-- DATASET RECORDS --
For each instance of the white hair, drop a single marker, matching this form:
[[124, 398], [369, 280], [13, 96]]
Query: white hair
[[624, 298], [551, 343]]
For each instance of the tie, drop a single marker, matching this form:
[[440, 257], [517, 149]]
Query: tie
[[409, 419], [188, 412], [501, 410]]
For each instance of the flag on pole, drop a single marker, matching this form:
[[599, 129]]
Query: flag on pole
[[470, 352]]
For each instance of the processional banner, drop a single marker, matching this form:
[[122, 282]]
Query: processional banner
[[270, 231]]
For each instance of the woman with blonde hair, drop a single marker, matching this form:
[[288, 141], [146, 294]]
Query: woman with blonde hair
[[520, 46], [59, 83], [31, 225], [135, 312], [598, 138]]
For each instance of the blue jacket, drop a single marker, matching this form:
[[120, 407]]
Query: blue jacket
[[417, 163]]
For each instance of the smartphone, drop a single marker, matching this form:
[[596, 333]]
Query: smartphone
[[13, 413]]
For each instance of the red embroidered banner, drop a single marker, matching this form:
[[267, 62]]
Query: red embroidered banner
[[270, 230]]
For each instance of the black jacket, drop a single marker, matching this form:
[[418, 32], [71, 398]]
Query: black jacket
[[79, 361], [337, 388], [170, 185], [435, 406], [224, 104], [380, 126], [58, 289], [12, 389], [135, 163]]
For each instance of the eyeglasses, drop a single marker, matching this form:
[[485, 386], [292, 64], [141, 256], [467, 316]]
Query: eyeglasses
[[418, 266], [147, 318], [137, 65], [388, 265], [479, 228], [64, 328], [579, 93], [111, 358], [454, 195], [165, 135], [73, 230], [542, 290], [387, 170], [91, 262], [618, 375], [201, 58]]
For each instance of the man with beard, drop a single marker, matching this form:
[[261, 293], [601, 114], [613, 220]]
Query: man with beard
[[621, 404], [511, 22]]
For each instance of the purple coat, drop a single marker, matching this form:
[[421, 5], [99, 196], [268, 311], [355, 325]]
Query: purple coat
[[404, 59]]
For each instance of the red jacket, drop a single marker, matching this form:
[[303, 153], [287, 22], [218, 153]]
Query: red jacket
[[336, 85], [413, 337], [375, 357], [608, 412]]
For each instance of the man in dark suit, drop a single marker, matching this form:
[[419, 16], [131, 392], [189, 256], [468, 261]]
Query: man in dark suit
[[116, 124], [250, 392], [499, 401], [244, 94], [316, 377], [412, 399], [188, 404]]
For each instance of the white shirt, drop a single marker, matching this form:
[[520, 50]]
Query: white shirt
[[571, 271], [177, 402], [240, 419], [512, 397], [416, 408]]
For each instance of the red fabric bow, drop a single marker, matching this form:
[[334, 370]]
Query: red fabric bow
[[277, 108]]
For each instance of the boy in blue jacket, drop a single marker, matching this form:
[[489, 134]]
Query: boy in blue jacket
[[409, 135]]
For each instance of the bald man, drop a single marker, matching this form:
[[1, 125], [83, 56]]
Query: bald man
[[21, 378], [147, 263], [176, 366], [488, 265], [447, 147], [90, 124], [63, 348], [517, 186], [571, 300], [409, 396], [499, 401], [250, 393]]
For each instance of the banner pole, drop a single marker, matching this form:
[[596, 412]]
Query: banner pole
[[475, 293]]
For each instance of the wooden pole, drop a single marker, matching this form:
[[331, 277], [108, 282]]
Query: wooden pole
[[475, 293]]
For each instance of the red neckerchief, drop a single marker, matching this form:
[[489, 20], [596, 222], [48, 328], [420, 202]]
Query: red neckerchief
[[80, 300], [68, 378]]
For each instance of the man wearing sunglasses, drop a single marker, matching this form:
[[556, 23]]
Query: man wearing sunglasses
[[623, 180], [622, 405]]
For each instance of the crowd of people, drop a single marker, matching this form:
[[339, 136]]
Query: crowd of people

-- REQUIRED TASK --
Reproduce the listing line for line, beginning with its first line and ending with the line that holds "[[470, 352]]", both included.

-- EXERCISE ANSWER --
For each instance of the white hair, drop a single marker, matching this form:
[[124, 398], [369, 280], [13, 96]]
Query: white hair
[[624, 298], [551, 343]]
For each instance of the tie, drop a single marker, matching this form:
[[440, 257], [517, 149]]
Query: tie
[[409, 419], [188, 412], [501, 410]]
For each instance of the flag on pole, drop a single marker, matching this form:
[[599, 129]]
Query: flag on pole
[[470, 352]]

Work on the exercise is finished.